* **TASK DETAILS**
In the forum thread about the poem, which word in the poem does midnightpoet take issue with?

# Cardiff



## ned (Oct 17, 2017)

.
As dawn approaches the dreaming city
the mail-train tip-toes through the vale
betrayed by faint, unearthly beating
from weight of wheels
on yielding rails
gently rocking
unsound sleepers


----------



## Kevin (Oct 17, 2017)

I've nearly never ridden a train, but I think I get it, ned. S'like a painting, only moves. Yeah. 'Succinct', but enough. Sorry for the gush.


----------



## midnightpoet (Oct 17, 2017)

Like it, my only quibble is "tip-toes."  I do applaud that you didn't use "rumbling" which is rather common in describing train movement, but I don't think you've picked the right word.  Also, I've ridden trains and I'm not sure you've captured the feeling. Just some thoughts as I read, hope they help.


----------



## Kevin (Oct 17, 2017)

..


----------



## -xXx- (Oct 17, 2017)

betrayed tip-toes, indeed, good sir!
fab!!


----------



## Space Cadet (Oct 17, 2017)

Hi ned.  I really like the ending lines because they flow so nicely.  I have a...damn this is good.  I want to change it to perfect it, but it may be there already.   The only notes are as follows:  


UNSOUND SLEEPERS  (keep the title )

As dawn approaches the dreaming city
the mail-train tip-toes through the vale
betrayed by faint, unearthly beating
on yielding rails
gently rocking




ned said:


> .
> As dawn approaches the dreaming city
> the mail-train tip-toes through the vale
> betrayed by faint, unearthly beating
> ...

* **DATASET ROWS**
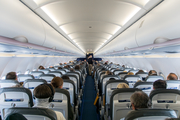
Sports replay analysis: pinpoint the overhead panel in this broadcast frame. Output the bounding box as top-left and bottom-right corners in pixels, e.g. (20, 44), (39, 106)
(22, 0), (162, 52)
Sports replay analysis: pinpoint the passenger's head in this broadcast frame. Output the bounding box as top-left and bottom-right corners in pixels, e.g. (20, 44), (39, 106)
(117, 83), (129, 88)
(51, 77), (63, 89)
(167, 73), (178, 80)
(130, 91), (149, 110)
(38, 65), (45, 69)
(6, 72), (17, 80)
(153, 80), (167, 90)
(105, 70), (112, 75)
(148, 70), (157, 76)
(33, 84), (55, 99)
(69, 68), (75, 72)
(74, 65), (80, 70)
(61, 75), (69, 80)
(127, 72), (134, 75)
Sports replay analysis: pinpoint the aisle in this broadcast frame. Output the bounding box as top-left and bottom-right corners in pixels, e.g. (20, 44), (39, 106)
(80, 75), (99, 120)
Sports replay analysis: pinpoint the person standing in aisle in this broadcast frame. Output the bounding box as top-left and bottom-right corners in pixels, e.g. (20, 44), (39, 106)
(87, 55), (93, 75)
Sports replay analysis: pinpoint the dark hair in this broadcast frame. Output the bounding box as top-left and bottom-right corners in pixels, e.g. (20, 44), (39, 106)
(148, 70), (157, 75)
(6, 72), (17, 80)
(130, 91), (149, 109)
(38, 65), (45, 69)
(74, 65), (80, 70)
(33, 84), (55, 98)
(51, 77), (63, 88)
(167, 73), (178, 80)
(5, 113), (27, 120)
(153, 80), (167, 89)
(61, 75), (69, 80)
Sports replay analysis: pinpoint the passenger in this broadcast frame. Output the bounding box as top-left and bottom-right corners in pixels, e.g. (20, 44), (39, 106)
(117, 83), (129, 88)
(135, 70), (144, 75)
(153, 80), (167, 90)
(61, 75), (70, 80)
(127, 72), (134, 75)
(105, 70), (113, 75)
(38, 65), (45, 69)
(69, 68), (75, 72)
(74, 65), (80, 70)
(5, 113), (27, 120)
(167, 73), (178, 80)
(148, 70), (157, 76)
(6, 72), (18, 80)
(33, 84), (65, 120)
(51, 77), (74, 120)
(130, 91), (149, 110)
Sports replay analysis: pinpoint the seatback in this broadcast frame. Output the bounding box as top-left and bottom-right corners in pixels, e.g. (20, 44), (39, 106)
(149, 89), (180, 115)
(125, 109), (177, 120)
(0, 87), (33, 110)
(101, 75), (120, 94)
(2, 107), (57, 120)
(166, 80), (180, 90)
(145, 75), (164, 82)
(38, 69), (50, 74)
(49, 88), (71, 120)
(104, 80), (129, 104)
(39, 74), (56, 83)
(0, 80), (20, 88)
(136, 72), (148, 81)
(134, 82), (153, 96)
(63, 79), (77, 107)
(124, 75), (141, 88)
(31, 71), (44, 79)
(23, 79), (47, 94)
(110, 88), (141, 120)
(113, 70), (123, 75)
(56, 69), (66, 75)
(48, 71), (62, 77)
(118, 72), (128, 80)
(18, 74), (34, 82)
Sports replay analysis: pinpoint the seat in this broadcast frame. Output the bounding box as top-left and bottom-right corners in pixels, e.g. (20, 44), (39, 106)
(39, 74), (56, 83)
(0, 79), (20, 88)
(113, 70), (123, 75)
(48, 71), (62, 77)
(166, 80), (180, 90)
(145, 75), (164, 82)
(149, 89), (180, 115)
(1, 107), (57, 120)
(0, 87), (33, 110)
(38, 69), (50, 74)
(134, 82), (153, 96)
(104, 80), (129, 105)
(136, 72), (148, 80)
(124, 75), (141, 88)
(118, 72), (128, 80)
(125, 109), (177, 120)
(31, 71), (44, 79)
(23, 79), (47, 94)
(18, 74), (34, 82)
(109, 88), (141, 120)
(101, 75), (120, 95)
(49, 88), (71, 120)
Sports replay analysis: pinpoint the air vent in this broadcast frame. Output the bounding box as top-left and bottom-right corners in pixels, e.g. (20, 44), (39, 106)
(165, 51), (179, 53)
(3, 50), (16, 53)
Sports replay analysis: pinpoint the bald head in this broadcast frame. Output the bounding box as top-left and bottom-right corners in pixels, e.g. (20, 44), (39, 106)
(167, 73), (178, 80)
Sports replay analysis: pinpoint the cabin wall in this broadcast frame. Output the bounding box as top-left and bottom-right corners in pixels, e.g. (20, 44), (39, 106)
(0, 56), (76, 77)
(0, 0), (84, 57)
(95, 0), (180, 57)
(103, 56), (180, 78)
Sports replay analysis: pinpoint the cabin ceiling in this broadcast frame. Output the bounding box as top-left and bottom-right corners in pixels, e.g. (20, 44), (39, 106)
(20, 0), (162, 53)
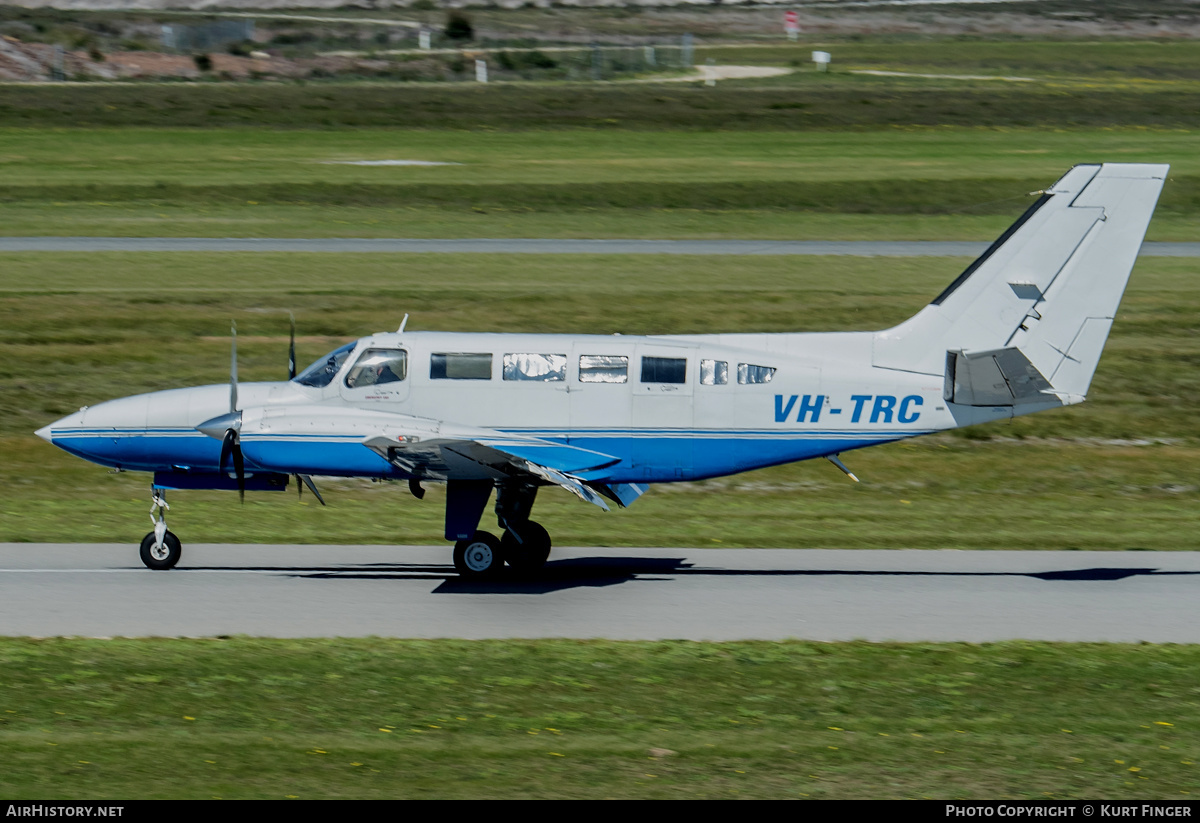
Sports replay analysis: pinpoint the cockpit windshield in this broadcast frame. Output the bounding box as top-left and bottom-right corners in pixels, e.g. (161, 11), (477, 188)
(294, 341), (358, 389)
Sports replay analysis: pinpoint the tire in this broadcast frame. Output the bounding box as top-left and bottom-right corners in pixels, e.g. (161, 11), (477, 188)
(454, 531), (504, 579)
(500, 521), (550, 575)
(142, 531), (184, 571)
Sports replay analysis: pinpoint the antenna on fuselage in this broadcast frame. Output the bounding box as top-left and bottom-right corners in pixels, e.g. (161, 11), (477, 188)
(288, 312), (296, 380)
(217, 320), (246, 503)
(229, 320), (238, 414)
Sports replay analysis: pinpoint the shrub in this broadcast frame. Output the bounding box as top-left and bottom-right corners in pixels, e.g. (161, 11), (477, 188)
(444, 11), (475, 40)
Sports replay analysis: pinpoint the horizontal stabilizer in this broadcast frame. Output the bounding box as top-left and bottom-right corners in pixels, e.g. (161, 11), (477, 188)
(872, 163), (1168, 406)
(943, 348), (1056, 406)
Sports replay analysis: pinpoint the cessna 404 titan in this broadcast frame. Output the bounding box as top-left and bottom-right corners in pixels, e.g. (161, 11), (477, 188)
(37, 164), (1168, 577)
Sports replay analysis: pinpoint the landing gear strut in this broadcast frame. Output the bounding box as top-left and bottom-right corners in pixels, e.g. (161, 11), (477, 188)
(444, 480), (550, 579)
(496, 483), (550, 575)
(140, 486), (184, 570)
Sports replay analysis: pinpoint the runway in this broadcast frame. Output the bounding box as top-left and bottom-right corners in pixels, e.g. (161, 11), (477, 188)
(0, 238), (1200, 257)
(0, 543), (1200, 643)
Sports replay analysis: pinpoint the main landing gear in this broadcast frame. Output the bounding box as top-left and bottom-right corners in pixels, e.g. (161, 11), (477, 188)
(140, 487), (184, 570)
(454, 521), (551, 579)
(454, 483), (551, 579)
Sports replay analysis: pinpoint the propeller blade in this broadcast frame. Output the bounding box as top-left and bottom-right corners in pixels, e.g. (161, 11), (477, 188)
(233, 432), (246, 503)
(288, 312), (296, 380)
(229, 320), (238, 412)
(217, 428), (238, 471)
(299, 474), (325, 505)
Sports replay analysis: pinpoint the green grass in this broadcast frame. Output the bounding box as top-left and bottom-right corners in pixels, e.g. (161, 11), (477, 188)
(0, 128), (1200, 240)
(0, 638), (1200, 800)
(0, 78), (1200, 132)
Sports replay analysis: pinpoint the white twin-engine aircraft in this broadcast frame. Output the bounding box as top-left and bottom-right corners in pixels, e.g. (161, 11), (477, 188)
(37, 164), (1168, 577)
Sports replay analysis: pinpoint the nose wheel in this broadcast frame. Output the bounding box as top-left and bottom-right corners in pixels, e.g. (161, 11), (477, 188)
(140, 486), (184, 571)
(142, 531), (184, 571)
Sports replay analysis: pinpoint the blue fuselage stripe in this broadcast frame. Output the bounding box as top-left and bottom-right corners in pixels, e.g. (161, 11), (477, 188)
(44, 428), (928, 482)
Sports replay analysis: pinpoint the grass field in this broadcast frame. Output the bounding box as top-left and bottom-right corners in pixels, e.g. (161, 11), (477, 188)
(0, 29), (1200, 799)
(0, 638), (1200, 800)
(0, 127), (1200, 240)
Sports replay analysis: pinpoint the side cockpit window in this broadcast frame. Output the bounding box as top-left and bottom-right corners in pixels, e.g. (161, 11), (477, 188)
(293, 341), (358, 389)
(346, 349), (408, 389)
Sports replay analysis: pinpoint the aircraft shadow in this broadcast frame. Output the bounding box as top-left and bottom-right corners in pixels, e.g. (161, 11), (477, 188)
(196, 557), (1200, 594)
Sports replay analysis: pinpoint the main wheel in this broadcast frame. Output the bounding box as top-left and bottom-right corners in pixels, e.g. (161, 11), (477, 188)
(454, 531), (504, 579)
(500, 521), (550, 573)
(142, 531), (184, 570)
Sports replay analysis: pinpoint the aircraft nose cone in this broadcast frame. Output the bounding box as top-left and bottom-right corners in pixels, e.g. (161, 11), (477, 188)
(34, 409), (85, 443)
(196, 412), (241, 440)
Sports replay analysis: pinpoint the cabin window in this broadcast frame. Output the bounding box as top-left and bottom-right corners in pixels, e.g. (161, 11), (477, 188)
(502, 354), (566, 383)
(580, 354), (629, 383)
(738, 364), (775, 385)
(700, 360), (730, 386)
(430, 352), (492, 380)
(294, 341), (358, 389)
(346, 349), (408, 389)
(642, 358), (688, 383)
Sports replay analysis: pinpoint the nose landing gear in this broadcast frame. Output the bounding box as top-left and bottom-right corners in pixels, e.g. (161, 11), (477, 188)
(140, 486), (184, 571)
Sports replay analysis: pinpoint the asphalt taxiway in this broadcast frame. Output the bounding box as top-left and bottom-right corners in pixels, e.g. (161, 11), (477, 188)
(0, 543), (1200, 643)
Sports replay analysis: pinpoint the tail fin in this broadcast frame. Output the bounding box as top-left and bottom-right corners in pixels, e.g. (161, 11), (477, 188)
(872, 163), (1169, 406)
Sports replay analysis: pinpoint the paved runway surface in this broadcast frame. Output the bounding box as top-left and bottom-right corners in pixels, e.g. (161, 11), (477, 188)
(0, 543), (1200, 643)
(0, 238), (1200, 257)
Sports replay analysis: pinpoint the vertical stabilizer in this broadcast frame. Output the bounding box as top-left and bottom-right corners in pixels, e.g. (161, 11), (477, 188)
(872, 163), (1169, 406)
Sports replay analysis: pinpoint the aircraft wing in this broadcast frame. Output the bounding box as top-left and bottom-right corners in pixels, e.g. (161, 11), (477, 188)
(229, 406), (646, 510)
(362, 432), (624, 511)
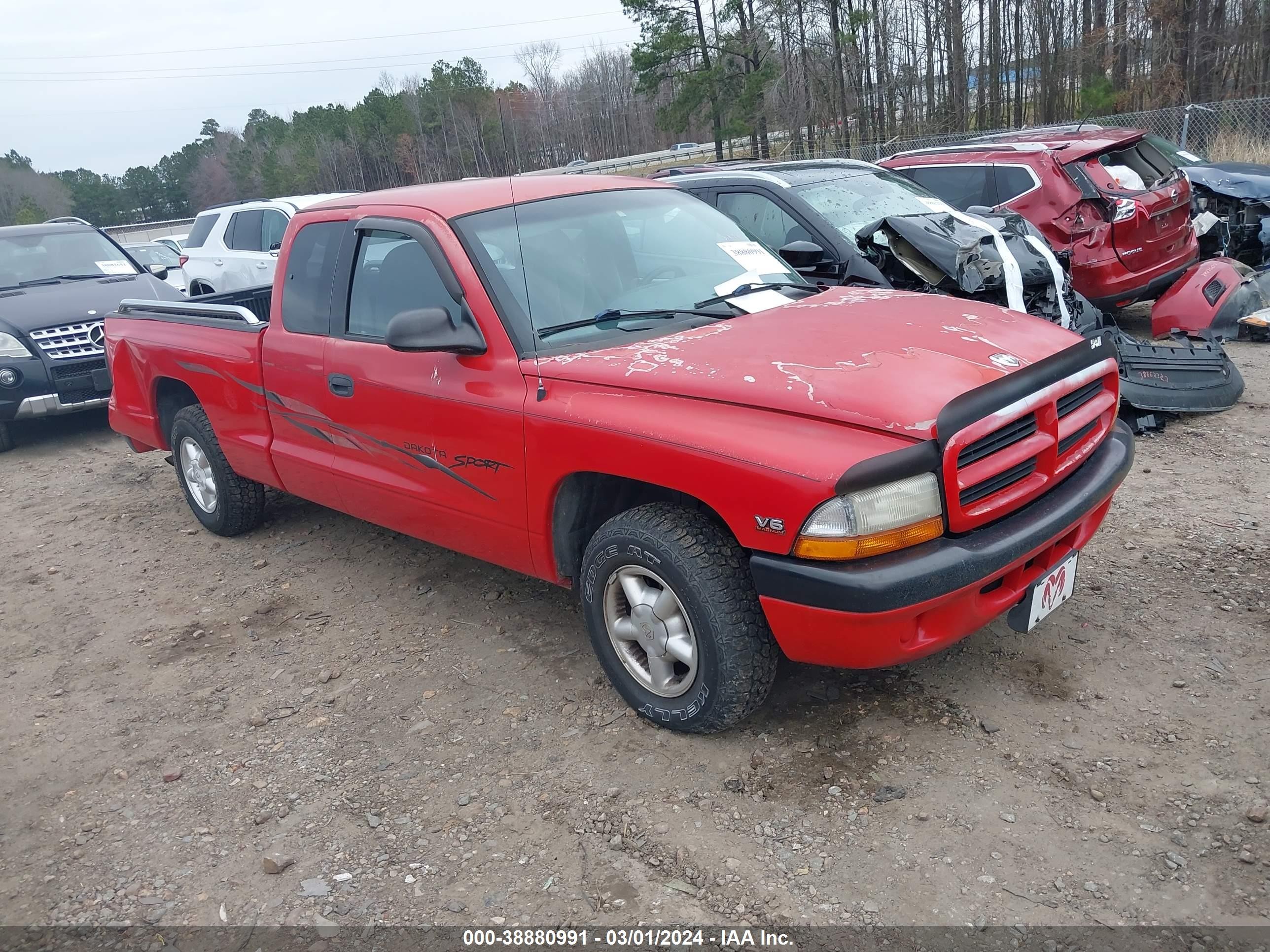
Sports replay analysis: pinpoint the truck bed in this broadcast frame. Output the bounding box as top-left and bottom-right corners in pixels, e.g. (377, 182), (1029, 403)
(189, 284), (273, 322)
(106, 298), (278, 486)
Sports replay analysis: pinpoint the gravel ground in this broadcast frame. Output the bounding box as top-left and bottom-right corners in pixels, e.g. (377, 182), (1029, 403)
(0, 345), (1270, 929)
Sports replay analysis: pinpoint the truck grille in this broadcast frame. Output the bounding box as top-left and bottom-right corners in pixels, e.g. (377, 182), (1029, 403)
(944, 359), (1119, 532)
(29, 321), (106, 361)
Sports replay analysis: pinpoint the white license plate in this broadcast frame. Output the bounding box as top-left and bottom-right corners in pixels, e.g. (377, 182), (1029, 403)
(1010, 552), (1080, 631)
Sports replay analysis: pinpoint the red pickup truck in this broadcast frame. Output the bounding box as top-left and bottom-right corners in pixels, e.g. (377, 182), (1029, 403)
(106, 176), (1133, 731)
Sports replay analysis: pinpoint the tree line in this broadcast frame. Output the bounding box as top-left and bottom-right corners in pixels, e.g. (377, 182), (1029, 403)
(0, 0), (1270, 226)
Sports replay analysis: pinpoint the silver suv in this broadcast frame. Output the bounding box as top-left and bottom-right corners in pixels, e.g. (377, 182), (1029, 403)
(183, 192), (355, 297)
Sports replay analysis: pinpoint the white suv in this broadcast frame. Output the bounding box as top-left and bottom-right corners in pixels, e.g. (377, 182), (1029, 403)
(181, 192), (355, 297)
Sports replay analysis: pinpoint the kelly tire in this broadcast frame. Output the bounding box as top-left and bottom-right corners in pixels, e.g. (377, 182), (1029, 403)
(169, 404), (264, 536)
(579, 503), (780, 734)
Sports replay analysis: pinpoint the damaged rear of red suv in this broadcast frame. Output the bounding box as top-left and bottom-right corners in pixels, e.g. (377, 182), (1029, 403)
(882, 128), (1199, 310)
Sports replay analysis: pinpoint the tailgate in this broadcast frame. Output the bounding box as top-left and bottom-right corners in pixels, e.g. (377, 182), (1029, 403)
(1076, 139), (1191, 278)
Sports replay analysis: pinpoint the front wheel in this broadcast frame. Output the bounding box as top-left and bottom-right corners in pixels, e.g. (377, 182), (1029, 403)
(580, 503), (780, 734)
(170, 404), (264, 536)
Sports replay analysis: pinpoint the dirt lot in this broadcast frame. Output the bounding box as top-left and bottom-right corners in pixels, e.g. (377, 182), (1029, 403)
(0, 335), (1270, 929)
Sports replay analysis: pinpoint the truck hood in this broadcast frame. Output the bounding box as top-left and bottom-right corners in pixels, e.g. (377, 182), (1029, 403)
(0, 273), (185, 334)
(857, 212), (1062, 295)
(536, 288), (1081, 439)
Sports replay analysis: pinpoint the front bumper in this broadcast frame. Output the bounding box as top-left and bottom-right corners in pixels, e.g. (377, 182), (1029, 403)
(0, 354), (110, 421)
(13, 394), (110, 420)
(749, 423), (1133, 668)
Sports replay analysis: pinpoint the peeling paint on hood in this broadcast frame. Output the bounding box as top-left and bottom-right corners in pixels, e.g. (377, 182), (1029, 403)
(525, 288), (1080, 439)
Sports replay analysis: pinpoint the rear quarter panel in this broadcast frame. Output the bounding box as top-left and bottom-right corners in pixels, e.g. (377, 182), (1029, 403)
(106, 315), (280, 486)
(525, 381), (913, 579)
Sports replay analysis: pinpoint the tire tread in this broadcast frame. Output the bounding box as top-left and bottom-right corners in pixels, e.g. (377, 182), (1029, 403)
(584, 503), (781, 734)
(170, 404), (264, 536)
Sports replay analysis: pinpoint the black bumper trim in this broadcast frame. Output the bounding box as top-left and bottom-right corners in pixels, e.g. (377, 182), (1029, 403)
(749, 420), (1133, 613)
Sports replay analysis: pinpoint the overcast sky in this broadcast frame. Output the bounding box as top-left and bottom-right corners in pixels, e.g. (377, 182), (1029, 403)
(0, 0), (639, 175)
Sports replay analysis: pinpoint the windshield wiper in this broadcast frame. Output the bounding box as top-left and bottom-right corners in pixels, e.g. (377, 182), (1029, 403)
(537, 305), (733, 338)
(18, 274), (106, 288)
(693, 280), (824, 307)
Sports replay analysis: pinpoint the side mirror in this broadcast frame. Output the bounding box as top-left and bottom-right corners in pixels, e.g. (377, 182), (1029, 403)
(780, 241), (824, 272)
(384, 307), (487, 354)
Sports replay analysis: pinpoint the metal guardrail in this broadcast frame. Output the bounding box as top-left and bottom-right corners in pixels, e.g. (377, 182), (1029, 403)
(102, 218), (194, 241)
(533, 97), (1270, 175)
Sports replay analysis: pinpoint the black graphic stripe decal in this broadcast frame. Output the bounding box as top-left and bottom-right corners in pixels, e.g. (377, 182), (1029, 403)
(176, 361), (496, 502)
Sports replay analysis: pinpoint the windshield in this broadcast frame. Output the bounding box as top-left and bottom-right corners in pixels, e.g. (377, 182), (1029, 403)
(0, 231), (137, 288)
(454, 188), (805, 346)
(127, 245), (180, 268)
(794, 171), (948, 241)
(1146, 136), (1208, 165)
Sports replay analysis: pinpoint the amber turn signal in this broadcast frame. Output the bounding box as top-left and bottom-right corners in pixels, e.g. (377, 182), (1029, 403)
(794, 515), (944, 561)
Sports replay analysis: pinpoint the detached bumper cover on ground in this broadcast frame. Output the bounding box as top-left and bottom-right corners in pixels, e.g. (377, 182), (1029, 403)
(749, 423), (1133, 668)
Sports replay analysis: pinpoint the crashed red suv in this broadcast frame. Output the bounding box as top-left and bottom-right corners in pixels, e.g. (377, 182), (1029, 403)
(882, 128), (1199, 310)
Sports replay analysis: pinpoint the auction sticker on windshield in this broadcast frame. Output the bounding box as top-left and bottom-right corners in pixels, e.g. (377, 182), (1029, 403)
(1007, 552), (1080, 631)
(719, 241), (789, 274)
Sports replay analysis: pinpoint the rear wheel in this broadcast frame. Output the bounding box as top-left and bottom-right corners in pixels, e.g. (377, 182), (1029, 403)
(170, 404), (264, 536)
(580, 503), (780, 734)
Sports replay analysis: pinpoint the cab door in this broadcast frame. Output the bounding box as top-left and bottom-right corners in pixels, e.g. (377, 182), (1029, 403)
(260, 212), (352, 509)
(326, 208), (532, 571)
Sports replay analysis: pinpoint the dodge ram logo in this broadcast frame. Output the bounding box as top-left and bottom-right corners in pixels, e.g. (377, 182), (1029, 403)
(1040, 565), (1067, 609)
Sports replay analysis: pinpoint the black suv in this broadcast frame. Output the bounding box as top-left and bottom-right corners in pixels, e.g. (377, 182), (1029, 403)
(0, 222), (184, 452)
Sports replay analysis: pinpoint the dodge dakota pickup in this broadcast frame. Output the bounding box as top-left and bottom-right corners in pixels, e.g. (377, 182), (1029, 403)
(106, 176), (1133, 732)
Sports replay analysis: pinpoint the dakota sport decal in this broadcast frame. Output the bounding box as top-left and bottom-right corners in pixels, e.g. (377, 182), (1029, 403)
(176, 361), (495, 500)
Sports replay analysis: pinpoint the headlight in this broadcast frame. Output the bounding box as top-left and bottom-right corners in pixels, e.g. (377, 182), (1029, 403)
(0, 333), (31, 358)
(1111, 198), (1138, 221)
(794, 472), (944, 558)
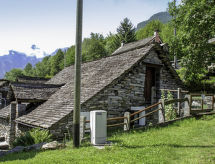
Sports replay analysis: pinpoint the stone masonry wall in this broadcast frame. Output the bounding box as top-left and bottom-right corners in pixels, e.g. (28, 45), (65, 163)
(82, 60), (146, 117)
(33, 51), (183, 139)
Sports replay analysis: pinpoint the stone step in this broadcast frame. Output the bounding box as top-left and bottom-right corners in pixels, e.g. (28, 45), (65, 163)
(0, 136), (5, 142)
(0, 142), (9, 150)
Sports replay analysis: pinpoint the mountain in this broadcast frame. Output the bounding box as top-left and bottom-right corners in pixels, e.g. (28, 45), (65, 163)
(137, 12), (172, 30)
(0, 45), (68, 79)
(0, 50), (42, 79)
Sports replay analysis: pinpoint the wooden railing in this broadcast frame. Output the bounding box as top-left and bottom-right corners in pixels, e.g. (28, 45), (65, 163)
(189, 93), (215, 110)
(85, 102), (162, 130)
(80, 89), (215, 142)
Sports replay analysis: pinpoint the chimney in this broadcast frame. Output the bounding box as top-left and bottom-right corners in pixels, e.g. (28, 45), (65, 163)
(154, 30), (162, 43)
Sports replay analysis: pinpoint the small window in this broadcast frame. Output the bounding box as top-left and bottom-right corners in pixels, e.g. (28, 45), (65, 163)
(114, 90), (119, 96)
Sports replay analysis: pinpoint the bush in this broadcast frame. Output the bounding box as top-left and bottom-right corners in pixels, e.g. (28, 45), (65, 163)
(161, 91), (176, 121)
(13, 128), (52, 147)
(13, 132), (34, 147)
(30, 128), (52, 144)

* **TASK SOLUTION**
"Tip-toes."